SOURCE DATA:
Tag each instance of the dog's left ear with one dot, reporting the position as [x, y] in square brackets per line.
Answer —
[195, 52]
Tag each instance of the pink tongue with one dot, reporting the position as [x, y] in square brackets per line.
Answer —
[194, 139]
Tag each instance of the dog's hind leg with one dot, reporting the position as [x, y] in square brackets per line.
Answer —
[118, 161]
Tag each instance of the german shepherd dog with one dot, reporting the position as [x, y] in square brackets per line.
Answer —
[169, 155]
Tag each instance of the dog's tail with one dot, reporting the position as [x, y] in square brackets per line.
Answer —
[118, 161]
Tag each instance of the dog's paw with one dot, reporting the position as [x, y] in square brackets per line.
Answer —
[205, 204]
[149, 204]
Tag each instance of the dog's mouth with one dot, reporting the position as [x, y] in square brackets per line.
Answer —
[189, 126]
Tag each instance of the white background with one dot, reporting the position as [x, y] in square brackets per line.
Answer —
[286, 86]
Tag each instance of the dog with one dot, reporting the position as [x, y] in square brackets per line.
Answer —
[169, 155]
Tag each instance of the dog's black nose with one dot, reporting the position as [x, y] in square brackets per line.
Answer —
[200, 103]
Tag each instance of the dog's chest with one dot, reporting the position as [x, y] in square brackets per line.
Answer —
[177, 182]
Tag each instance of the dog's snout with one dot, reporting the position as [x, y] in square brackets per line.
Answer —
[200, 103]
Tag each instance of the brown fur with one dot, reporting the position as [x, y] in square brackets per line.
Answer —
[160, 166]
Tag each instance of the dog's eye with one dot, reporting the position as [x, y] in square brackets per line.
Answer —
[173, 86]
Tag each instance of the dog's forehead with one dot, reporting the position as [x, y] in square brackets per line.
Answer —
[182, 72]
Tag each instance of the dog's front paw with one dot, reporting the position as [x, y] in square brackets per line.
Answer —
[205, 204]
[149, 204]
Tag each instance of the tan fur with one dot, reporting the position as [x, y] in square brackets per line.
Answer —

--

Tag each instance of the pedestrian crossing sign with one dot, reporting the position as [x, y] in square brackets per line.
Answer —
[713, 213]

* * *

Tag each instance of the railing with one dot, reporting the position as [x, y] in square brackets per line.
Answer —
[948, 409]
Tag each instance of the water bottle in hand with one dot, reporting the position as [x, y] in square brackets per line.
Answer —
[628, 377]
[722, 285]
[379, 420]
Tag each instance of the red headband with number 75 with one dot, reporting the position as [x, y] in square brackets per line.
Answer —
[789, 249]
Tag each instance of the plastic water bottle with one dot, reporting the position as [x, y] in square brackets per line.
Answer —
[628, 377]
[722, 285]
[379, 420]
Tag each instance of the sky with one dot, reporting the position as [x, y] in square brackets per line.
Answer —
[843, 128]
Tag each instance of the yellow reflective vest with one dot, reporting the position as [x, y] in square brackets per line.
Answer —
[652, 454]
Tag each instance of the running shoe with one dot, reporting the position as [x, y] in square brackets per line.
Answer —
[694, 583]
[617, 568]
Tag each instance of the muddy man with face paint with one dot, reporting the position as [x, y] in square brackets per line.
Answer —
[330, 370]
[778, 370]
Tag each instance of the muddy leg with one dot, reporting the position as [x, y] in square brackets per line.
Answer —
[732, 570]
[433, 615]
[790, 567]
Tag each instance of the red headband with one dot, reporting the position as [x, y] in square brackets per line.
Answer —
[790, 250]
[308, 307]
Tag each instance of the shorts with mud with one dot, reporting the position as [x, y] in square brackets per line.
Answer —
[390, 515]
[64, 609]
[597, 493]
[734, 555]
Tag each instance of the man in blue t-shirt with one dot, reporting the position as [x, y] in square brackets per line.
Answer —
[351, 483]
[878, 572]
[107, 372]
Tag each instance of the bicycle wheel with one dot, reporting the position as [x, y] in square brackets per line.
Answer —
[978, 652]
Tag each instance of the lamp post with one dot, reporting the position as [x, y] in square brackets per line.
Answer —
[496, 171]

ABOUT THIS TASK: Check the records above and copy each line that has the string "headband".

YOUR SOLUTION:
Tag each instance of the red headband with number 75 with one dot, reporting the position as [x, y] in square brackets per line.
Tag each instance of the red headband with one dot, reporting the position as [x, y] in square brackets per line.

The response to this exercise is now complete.